▸ Task goal: Please rewrite the records with every "negative clicks" renamed to "exclusion clicks" and all else unchanged, leaving out the pictures.

▸ Information given:
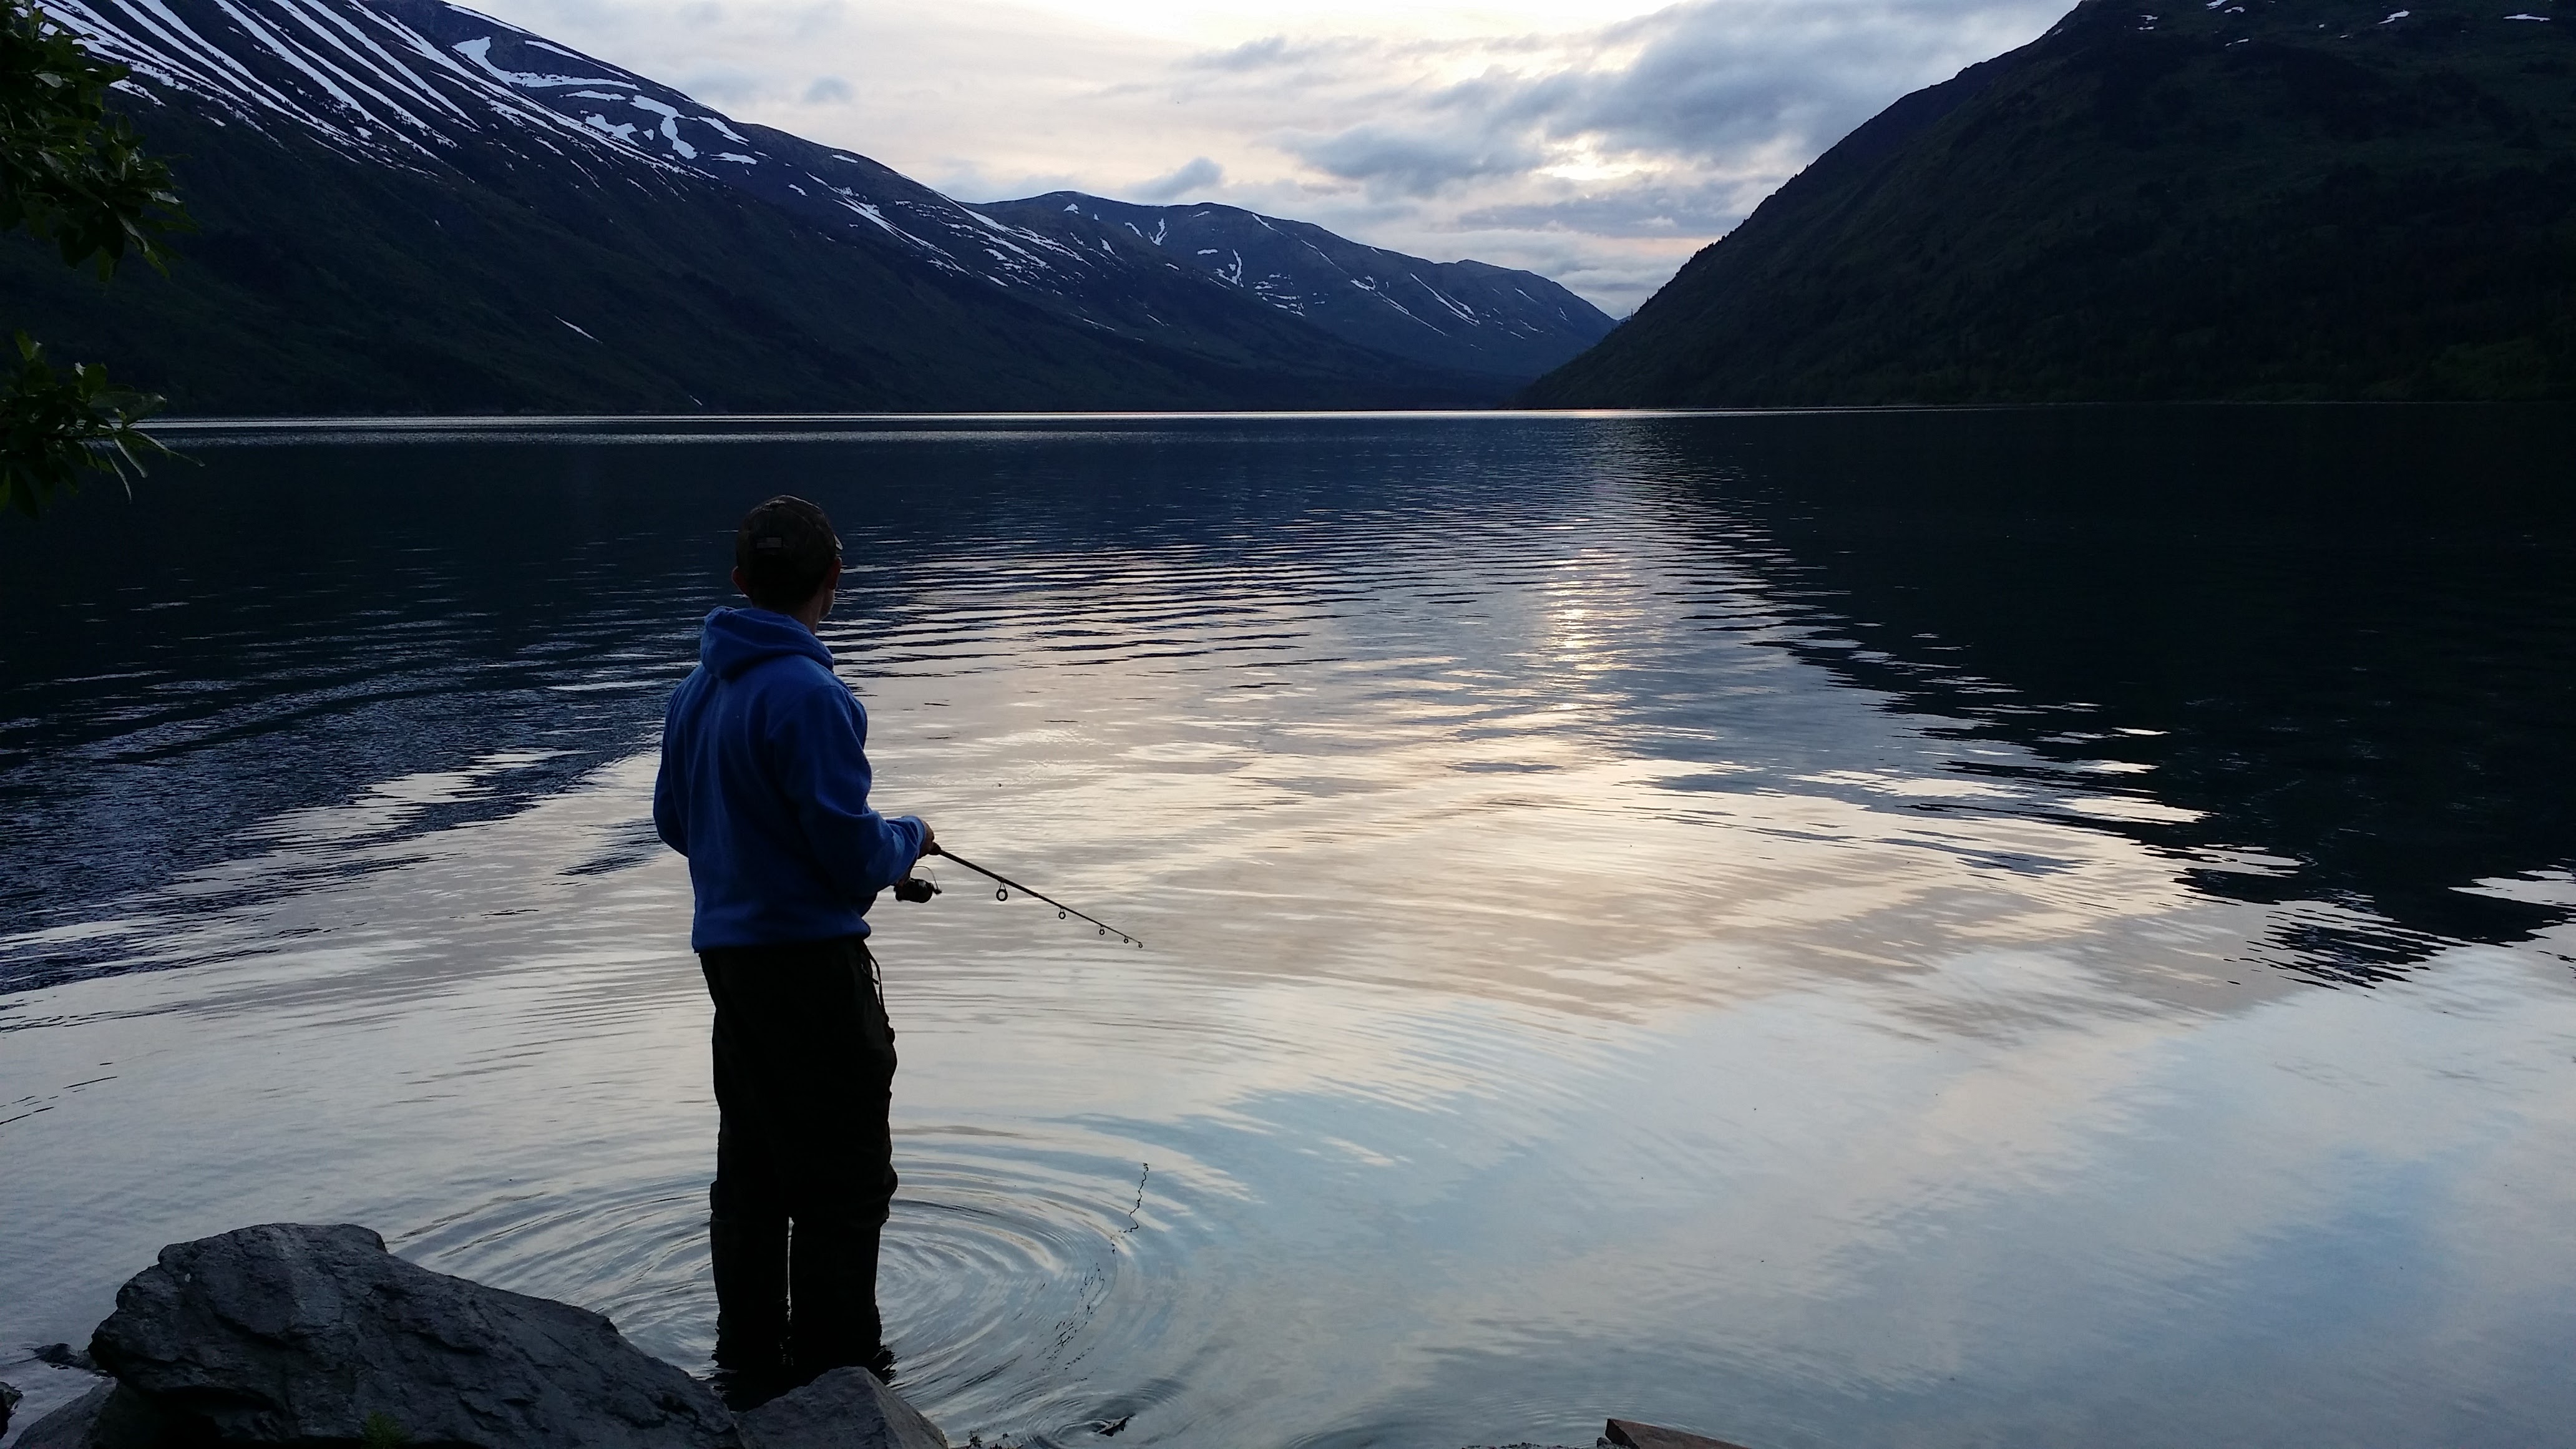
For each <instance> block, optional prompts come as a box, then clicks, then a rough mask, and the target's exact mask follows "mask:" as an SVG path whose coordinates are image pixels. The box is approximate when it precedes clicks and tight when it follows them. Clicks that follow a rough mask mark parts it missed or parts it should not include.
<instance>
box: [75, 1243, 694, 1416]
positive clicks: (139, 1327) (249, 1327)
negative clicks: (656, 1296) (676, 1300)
mask: <svg viewBox="0 0 2576 1449" xmlns="http://www.w3.org/2000/svg"><path fill="white" fill-rule="evenodd" d="M90 1354H93V1356H95V1359H98V1361H100V1364H103V1366H106V1369H108V1372H111V1374H116V1379H118V1382H121V1385H126V1387H131V1390H137V1392H142V1395H144V1397H147V1400H149V1403H152V1405H155V1408H160V1410H162V1413H167V1415H170V1418H173V1423H175V1426H178V1428H180V1434H185V1436H191V1439H204V1436H211V1439H222V1441H232V1444H314V1441H340V1444H348V1441H355V1439H358V1436H361V1431H363V1426H366V1421H368V1418H371V1415H379V1413H381V1415H389V1418H392V1421H394V1423H397V1426H399V1428H402V1434H407V1436H410V1444H417V1446H422V1449H433V1446H435V1449H582V1446H592V1444H595V1446H600V1449H739V1444H742V1439H739V1434H737V1431H734V1421H732V1415H729V1413H726V1410H724V1403H719V1400H716V1395H714V1392H711V1390H708V1387H706V1385H701V1382H698V1379H690V1377H688V1374H683V1372H680V1369H675V1366H670V1364H665V1361H659V1359H652V1356H649V1354H644V1351H641V1348H636V1346H634V1343H626V1338H621V1336H618V1330H616V1325H611V1323H608V1320H605V1318H600V1315H595V1312H587V1310H580V1307H572V1305H562V1302H549V1299H541V1297H526V1294H513V1292H500V1289H487V1287H482V1284H471V1281H466V1279H451V1276H446V1274H433V1271H428V1269H420V1266H412V1263H404V1261H402V1258H397V1256H392V1253H386V1250H384V1238H376V1235H374V1232H368V1230H366V1227H353V1225H340V1227H304V1225H283V1222H273V1225H265V1227H240V1230H234V1232H224V1235H219V1238H201V1240H196V1243H175V1245H170V1248H162V1253H160V1263H157V1266H152V1269H144V1271H142V1274H137V1276H134V1279H131V1281H129V1284H126V1287H124V1289H121V1292H118V1294H116V1312H113V1315H108V1320H106V1323H100V1325H98V1336H95V1338H93V1341H90Z"/></svg>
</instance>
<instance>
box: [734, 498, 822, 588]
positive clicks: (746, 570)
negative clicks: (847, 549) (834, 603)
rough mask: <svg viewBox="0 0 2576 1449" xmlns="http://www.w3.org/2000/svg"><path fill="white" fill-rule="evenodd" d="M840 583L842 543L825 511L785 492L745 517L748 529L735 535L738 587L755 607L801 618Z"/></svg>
mask: <svg viewBox="0 0 2576 1449" xmlns="http://www.w3.org/2000/svg"><path fill="white" fill-rule="evenodd" d="M837 580H840V539H837V536H835V534H832V521H829V518H824V513H822V508H814V505H811V503H806V500H804V498H793V495H786V492H781V495H778V498H770V500H768V503H762V505H757V508H752V511H750V513H744V516H742V529H737V531H734V588H739V590H742V593H744V598H750V601H752V606H757V608H770V611H778V614H793V616H801V614H804V611H806V606H809V603H814V598H817V596H819V593H822V590H824V588H827V585H832V583H837ZM817 616H822V611H817Z"/></svg>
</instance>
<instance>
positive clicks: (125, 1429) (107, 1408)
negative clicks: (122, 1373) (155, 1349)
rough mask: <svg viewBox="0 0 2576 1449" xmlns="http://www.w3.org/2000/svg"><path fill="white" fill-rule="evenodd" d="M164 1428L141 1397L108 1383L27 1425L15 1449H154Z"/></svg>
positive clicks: (80, 1395) (111, 1379) (95, 1387)
mask: <svg viewBox="0 0 2576 1449" xmlns="http://www.w3.org/2000/svg"><path fill="white" fill-rule="evenodd" d="M165 1428H167V1426H165V1423H162V1415H160V1410H157V1408H152V1403H149V1400H147V1397H144V1395H139V1392H134V1390H129V1387H124V1385H118V1382H113V1379H108V1382H103V1385H98V1387H95V1390H90V1392H85V1395H80V1397H75V1400H72V1403H67V1405H62V1408H57V1410H54V1413H49V1415H44V1418H39V1421H36V1423H28V1426H26V1434H21V1436H18V1446H15V1449H157V1446H160V1441H162V1431H165Z"/></svg>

▸ Exercise response:
For each <instance> block, optional prompts come as a box, then clicks, then a rough mask, and the target's exact mask follows "mask:" as an SVG path whose coordinates are image pixels. The box is approximate when it precedes clicks and tight when it follows them. Clicks that follow a rough mask mark parts it missed or parts it should not include.
<instance>
box: [75, 1243, 694, 1416]
positive clicks: (139, 1327) (249, 1327)
exclusion clicks: (656, 1296) (676, 1300)
mask: <svg viewBox="0 0 2576 1449" xmlns="http://www.w3.org/2000/svg"><path fill="white" fill-rule="evenodd" d="M90 1354H93V1356H95V1359H98V1361H100V1364H103V1366H106V1369H108V1372H111V1374H116V1379H118V1382H121V1385H126V1387H131V1390H137V1392H142V1395H144V1397H147V1400H149V1403H152V1405H155V1408H160V1410H162V1413H167V1415H170V1418H173V1423H175V1426H178V1428H180V1434H185V1436H191V1439H204V1436H211V1439H222V1441H232V1444H314V1441H340V1444H348V1441H355V1439H358V1436H361V1431H363V1426H366V1421H368V1418H371V1415H379V1413H381V1415H389V1418H392V1421H394V1423H397V1426H399V1428H402V1434H407V1436H410V1444H417V1446H422V1449H433V1446H435V1449H582V1446H592V1444H595V1446H600V1449H739V1444H742V1439H739V1434H737V1431H734V1421H732V1415H729V1413H726V1410H724V1403H719V1400H716V1395H714V1392H711V1390H708V1387H706V1385H701V1382H698V1379H690V1377H688V1374H683V1372H680V1369H675V1366H670V1364H665V1361H659V1359H652V1356H649V1354H644V1351H641V1348H636V1346H634V1343H626V1338H621V1336H618V1330H616V1325H611V1323H608V1320H605V1318H600V1315H595V1312H587V1310H580V1307H572V1305H562V1302H549V1299H541V1297H526V1294H513V1292H500V1289H487V1287H482V1284H471V1281H466V1279H451V1276H446V1274H433V1271H428V1269H420V1266H412V1263H404V1261H402V1258H397V1256H392V1253H386V1250H384V1238H376V1235H374V1232H368V1230H366V1227H353V1225H340V1227H304V1225H283V1222H273V1225H265V1227H240V1230H234V1232H224V1235H219V1238H201V1240H196V1243H175V1245H170V1248H162V1253H160V1263H157V1266H152V1269H144V1271H142V1274H137V1276H134V1279H131V1281H129V1284H126V1287H124V1289H121V1292H118V1294H116V1312H113V1315H108V1320H106V1323H100V1325H98V1336H95V1338H93V1341H90Z"/></svg>
</instance>
<instance>
box: [734, 498, 822, 588]
positive clicks: (746, 570)
exclusion clicks: (847, 549) (834, 603)
rough mask: <svg viewBox="0 0 2576 1449" xmlns="http://www.w3.org/2000/svg"><path fill="white" fill-rule="evenodd" d="M840 583L842 543L825 511L785 492L745 517L748 529L735 535L738 587L755 607L801 618Z"/></svg>
mask: <svg viewBox="0 0 2576 1449" xmlns="http://www.w3.org/2000/svg"><path fill="white" fill-rule="evenodd" d="M837 580H840V539H837V536H835V534H832V521H829V518H824V513H822V508H814V505H811V503H806V500H804V498H793V495H786V492H781V495H778V498H770V500H768V503H762V505H757V508H752V511H750V513H744V516H742V529H737V531H734V588H739V590H742V593H744V598H750V601H752V606H757V608H770V611H778V614H793V616H801V614H804V611H806V606H809V603H814V598H817V596H819V593H822V590H824V588H827V585H832V583H837ZM817 616H822V611H817Z"/></svg>
</instance>
<instance>
positive clicks: (125, 1429) (107, 1408)
exclusion clicks: (122, 1373) (155, 1349)
rough mask: <svg viewBox="0 0 2576 1449" xmlns="http://www.w3.org/2000/svg"><path fill="white" fill-rule="evenodd" d="M164 1428L141 1397L108 1383L27 1425L15 1449H154Z"/></svg>
positive clicks: (80, 1395) (111, 1379) (95, 1387)
mask: <svg viewBox="0 0 2576 1449" xmlns="http://www.w3.org/2000/svg"><path fill="white" fill-rule="evenodd" d="M165 1428H167V1426H165V1423H162V1415H160V1410H157V1408H152V1403H149V1400H147V1397H144V1395H139V1392H134V1390H129V1387H124V1385H118V1382H113V1379H108V1382H103V1385H98V1387H95V1390H90V1392H85V1395H80V1397H75V1400H72V1403H67V1405H62V1408H57V1410H54V1413H49V1415H44V1418H39V1421H36V1423H28V1426H26V1434H21V1436H18V1446H15V1449H157V1446H160V1441H162V1431H165Z"/></svg>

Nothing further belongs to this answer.